* _Exercise brief_: The records are to be restated in their entirety, word for word.

* _Data excerpts_:
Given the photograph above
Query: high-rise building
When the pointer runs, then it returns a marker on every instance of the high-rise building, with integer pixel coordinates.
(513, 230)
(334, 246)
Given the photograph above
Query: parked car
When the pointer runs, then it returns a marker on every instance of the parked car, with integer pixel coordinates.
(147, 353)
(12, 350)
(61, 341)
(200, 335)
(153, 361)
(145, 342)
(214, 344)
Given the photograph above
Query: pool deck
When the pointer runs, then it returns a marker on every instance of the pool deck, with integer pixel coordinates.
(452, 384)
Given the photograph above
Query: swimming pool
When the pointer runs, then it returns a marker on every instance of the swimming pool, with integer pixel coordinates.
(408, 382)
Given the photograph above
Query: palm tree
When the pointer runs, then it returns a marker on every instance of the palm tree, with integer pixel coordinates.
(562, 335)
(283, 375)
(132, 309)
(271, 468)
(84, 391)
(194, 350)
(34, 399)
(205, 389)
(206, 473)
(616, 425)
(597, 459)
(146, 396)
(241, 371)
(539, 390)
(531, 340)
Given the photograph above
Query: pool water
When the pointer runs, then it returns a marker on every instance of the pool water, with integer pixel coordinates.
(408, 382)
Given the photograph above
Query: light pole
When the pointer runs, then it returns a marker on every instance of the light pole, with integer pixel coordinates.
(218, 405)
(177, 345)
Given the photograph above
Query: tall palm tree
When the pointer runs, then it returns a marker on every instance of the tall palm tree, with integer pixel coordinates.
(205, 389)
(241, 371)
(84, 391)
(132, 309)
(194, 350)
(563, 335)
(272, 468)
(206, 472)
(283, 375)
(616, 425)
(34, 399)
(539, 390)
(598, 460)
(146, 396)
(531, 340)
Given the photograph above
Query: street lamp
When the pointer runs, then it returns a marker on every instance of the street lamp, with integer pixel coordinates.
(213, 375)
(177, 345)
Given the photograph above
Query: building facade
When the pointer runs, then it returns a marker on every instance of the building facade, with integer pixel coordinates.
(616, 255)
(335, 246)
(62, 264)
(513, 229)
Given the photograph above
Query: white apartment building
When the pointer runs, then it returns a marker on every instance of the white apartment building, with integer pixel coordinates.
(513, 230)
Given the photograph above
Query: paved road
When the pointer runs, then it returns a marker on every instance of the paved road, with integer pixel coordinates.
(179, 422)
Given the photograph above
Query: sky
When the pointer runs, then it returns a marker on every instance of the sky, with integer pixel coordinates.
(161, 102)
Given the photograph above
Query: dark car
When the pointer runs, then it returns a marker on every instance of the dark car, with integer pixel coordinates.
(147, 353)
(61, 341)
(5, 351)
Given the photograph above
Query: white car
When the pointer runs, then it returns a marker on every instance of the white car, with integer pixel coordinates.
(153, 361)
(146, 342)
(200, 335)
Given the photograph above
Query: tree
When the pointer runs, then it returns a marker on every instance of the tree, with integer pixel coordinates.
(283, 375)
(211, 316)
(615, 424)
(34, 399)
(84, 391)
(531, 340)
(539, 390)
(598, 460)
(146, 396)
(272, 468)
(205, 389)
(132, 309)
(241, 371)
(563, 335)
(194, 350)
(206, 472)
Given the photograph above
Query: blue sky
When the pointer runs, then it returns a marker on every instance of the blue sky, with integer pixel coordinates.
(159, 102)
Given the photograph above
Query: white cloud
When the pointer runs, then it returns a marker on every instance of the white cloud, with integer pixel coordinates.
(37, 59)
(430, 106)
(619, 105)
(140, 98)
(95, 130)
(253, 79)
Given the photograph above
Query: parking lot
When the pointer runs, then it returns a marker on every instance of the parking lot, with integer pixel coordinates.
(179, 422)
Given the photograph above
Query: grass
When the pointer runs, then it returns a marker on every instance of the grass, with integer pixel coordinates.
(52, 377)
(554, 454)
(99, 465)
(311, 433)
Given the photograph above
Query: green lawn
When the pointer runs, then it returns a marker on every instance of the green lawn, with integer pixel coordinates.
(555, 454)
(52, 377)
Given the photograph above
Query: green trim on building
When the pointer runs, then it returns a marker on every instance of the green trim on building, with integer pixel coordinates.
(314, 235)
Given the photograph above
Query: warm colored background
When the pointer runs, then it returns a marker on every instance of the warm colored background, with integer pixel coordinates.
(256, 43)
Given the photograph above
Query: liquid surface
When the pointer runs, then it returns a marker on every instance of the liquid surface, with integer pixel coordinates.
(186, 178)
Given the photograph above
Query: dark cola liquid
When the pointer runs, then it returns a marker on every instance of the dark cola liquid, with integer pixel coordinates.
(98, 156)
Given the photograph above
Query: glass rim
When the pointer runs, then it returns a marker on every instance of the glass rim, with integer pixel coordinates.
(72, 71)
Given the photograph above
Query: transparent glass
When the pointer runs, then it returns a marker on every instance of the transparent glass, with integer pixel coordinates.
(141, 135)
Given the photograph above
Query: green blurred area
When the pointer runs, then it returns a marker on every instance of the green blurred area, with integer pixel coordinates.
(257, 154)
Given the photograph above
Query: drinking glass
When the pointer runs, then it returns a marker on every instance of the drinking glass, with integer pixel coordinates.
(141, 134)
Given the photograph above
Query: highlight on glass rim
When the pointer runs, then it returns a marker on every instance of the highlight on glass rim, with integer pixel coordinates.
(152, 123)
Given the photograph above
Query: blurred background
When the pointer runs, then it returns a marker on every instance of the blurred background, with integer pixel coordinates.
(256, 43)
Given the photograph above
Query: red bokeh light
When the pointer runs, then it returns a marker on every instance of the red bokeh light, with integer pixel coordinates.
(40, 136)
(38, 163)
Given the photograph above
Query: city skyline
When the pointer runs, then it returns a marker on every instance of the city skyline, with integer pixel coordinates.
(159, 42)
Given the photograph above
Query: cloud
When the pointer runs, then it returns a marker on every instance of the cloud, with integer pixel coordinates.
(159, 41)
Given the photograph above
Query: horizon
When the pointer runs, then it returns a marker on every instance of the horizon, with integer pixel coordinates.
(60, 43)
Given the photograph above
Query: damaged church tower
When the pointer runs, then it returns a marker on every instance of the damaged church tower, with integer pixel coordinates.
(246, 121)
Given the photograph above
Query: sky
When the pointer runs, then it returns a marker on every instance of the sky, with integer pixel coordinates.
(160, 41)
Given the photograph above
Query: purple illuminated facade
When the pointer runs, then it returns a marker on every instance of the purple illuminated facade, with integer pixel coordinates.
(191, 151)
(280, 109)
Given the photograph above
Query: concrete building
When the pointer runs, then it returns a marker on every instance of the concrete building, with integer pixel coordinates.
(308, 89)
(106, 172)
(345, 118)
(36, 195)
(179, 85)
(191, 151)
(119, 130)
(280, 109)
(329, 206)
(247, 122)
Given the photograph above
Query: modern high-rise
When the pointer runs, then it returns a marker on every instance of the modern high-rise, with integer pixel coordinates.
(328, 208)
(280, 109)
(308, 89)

* _Solution to the exercise_:
Given the photograph above
Query: high-rise building
When the pointer runs, then it returns a marker on every instance of the high-rise building, with integer pixel coordinates.
(513, 230)
(334, 246)
Given the photograph above
Query: parked car
When the pointer runs, then it returns a marker on every instance of the parked car, with integer pixel coordinates.
(147, 353)
(12, 350)
(61, 341)
(200, 335)
(153, 361)
(145, 342)
(214, 344)
Given the photograph above
Query: pool deck
When the pointer runs, then it returns a marker on every instance of the pool deck, with integer pixel coordinates.
(452, 384)
Given the photograph above
Query: swimming pool
When the pointer runs, then it returns a marker on every instance of the swimming pool, with integer pixel coordinates.
(408, 382)
Given the photograph above
Query: palm tree
When the pointer runs, then it returns a marker on every instance of the palm tree, with integer pixel coordinates.
(562, 335)
(283, 375)
(132, 309)
(271, 468)
(84, 391)
(194, 350)
(34, 399)
(205, 389)
(206, 473)
(616, 425)
(597, 459)
(146, 396)
(241, 371)
(539, 390)
(531, 340)
Given the photograph above
Query: pool water
When the pointer runs, then it returns a marker on every instance of the pool water, with integer pixel coordinates.
(408, 382)
Given the photograph above
Query: light pole
When the pointer runs, then it returns a marker on every instance of the light pole, with integer pixel coordinates.
(218, 405)
(177, 345)
Given the photograph above
Query: tall palm tree
When the pointer runs, then it returns a marker on every instance of the tall palm tree, with integer pixel coordinates.
(205, 389)
(241, 371)
(84, 391)
(132, 309)
(194, 350)
(563, 335)
(272, 468)
(206, 472)
(283, 375)
(616, 425)
(34, 399)
(539, 390)
(598, 460)
(146, 396)
(531, 340)
Given the photograph above
Query: street lamp
When the pointer runs, then it returns a marker on every instance of the street lamp, with integer pixel coordinates.
(213, 375)
(177, 345)
Given the photograph above
Query: building facade
When the pointer runs, then it returns a marker on every instance of the building facade, with integer pixel coordinates.
(616, 255)
(335, 246)
(62, 264)
(513, 229)
Given the photograph above
Query: white apartment building
When the pointer runs, then it returns a marker on every instance of the white apartment building, with integer pixel coordinates.
(513, 230)
Given the photograph above
Query: paved road
When the pointer runs, then it returns a marker on every instance of the paved road, with integer pixel coordinates.
(179, 422)
Given the photograph above
Query: sky
When the pointer runs, then it returns a marker on every instance of the sky, with integer pixel coordinates.
(161, 102)
Given the photograph above
Query: dark car
When the pointer runs, then it returns a marker on every instance of the dark car, with integer pixel coordinates.
(147, 353)
(61, 341)
(5, 351)
Given the photograph above
Query: white car
When the pointer runs, then it returns a marker on every instance of the white car, with integer pixel coordinates.
(153, 361)
(146, 342)
(200, 335)
Given the photograph above
Query: tree
When the pointer runs, then it returns a marker on every instance of the tree, with integer pixel coordinates.
(283, 375)
(211, 316)
(615, 424)
(34, 399)
(84, 391)
(531, 340)
(539, 390)
(598, 460)
(146, 396)
(272, 468)
(205, 389)
(132, 309)
(241, 371)
(563, 335)
(194, 350)
(206, 472)
Given the photograph above
Query: blue sky
When the pointer runs, then it returns a marker on every instance of the blue sky, with integer pixel coordinates.
(159, 102)
Given the photograph above
Query: white cloud
When the pointer runs, then it returns a marker on every instance of the white cloud, with integer pixel coordinates.
(37, 59)
(430, 106)
(619, 105)
(140, 98)
(95, 130)
(253, 79)
Given the photograph above
Query: parking lot
When the pointer runs, then it returns a marker on every instance of the parking lot, with integer pixel coordinates.
(179, 422)
Given the photograph above
Query: grass
When the pointer runs, then it returns a marker on every instance of the grass, with integer pixel coordinates.
(52, 377)
(554, 454)
(99, 465)
(311, 433)
Given the photograph above
Query: green lawn
When the pointer runs, then it returns a marker on every instance of the green lawn, with integer pixel coordinates.
(555, 454)
(52, 377)
Given the photograph above
Query: green trim on building
When the pointer runs, then it returns a marker on every instance of the green trim on building, with integer pixel coordinates.
(314, 235)
Given the photograph above
Query: warm colored background
When the pointer runs, then it returns a marker on every instance of the warm colored background, with integer pixel coordinates.
(256, 43)
Given the photograph above
Query: liquid surface
When the pointer runs, then it returns a marker on every instance of the liquid surface, with integer pixel coordinates.
(186, 178)
Given the photograph above
Query: dark cola liquid
When the pointer runs, then it returns a marker on every instance of the dark cola liquid, with integer pixel coordinates.
(98, 156)
Given the photograph above
Query: glass rim
When the pointer runs, then it returns a marker on every instance of the glass rim, with integer pixel coordinates.
(72, 71)
Given the photograph above
Query: transparent glass
When the pointer runs, then it returns a marker on every instance of the transparent glass, with integer pixel coordinates.
(141, 135)
Given the photograph above
Query: green blurred area
When the pointer runs, then it returns a marker on every instance of the green blurred area, with integer pixel coordinates.
(257, 154)
Given the photograph above
Query: drinking glass
When the pointer runs, then it returns a marker on every instance of the drinking glass, with integer pixel coordinates.
(141, 134)
Given the photograph above
Query: highlight on glass rim
When the pointer runs, then it returns a marker on every instance of the highlight on glass rim, with integer pixel coordinates.
(152, 123)
Given the photograph above
Query: blurred background
When the pointer runs, then it returns a marker on every instance of the blurred background, with integer pixel coordinates.
(256, 43)
Given the photograph above
Query: red bokeh light
When the pointer runs, then it returns a marker on every instance of the red bokeh light, with integer pixel coordinates.
(40, 136)
(38, 163)
Given the photograph above
Query: city skyline
When the pointer runs, then it returns a marker on every instance of the city skyline, with integer pixel coordinates.
(159, 42)
Given the photograph above
Query: cloud
When the pointer runs, then it returns a marker on every instance of the cloud, with integer pixel coordinates.
(159, 41)
Given the photograph above
Query: horizon
When the pointer runs, then it returns a marker on every instance of the horizon, with integer pixel coordinates.
(60, 43)
Given the photograph above
Query: damaged church tower
When the pointer runs, then it returns a marker on every instance of the damaged church tower, with integer pixel coordinates.
(246, 121)
Given the photograph above
Query: sky
When the pointer runs, then it returns a marker on every instance of the sky, with integer pixel coordinates.
(160, 41)
Given the photograph above
Query: purple illuminated facade
When the pointer runs, then it returns a marker on every instance of the purple illuminated facade, with integer pixel coordinates.
(191, 151)
(280, 109)
Given the photograph above
Query: concrete building
When the pointer runs, then it returns a marker on every instance of the concrete building, with integer pixel coordinates.
(308, 89)
(106, 172)
(345, 118)
(36, 195)
(179, 85)
(191, 151)
(119, 130)
(280, 109)
(329, 206)
(247, 122)
Given the photograph above
Query: modern high-rise
When the pointer runs, then it returns a marker on every instance of the modern high-rise, with integer pixel coordinates.
(328, 208)
(280, 109)
(308, 89)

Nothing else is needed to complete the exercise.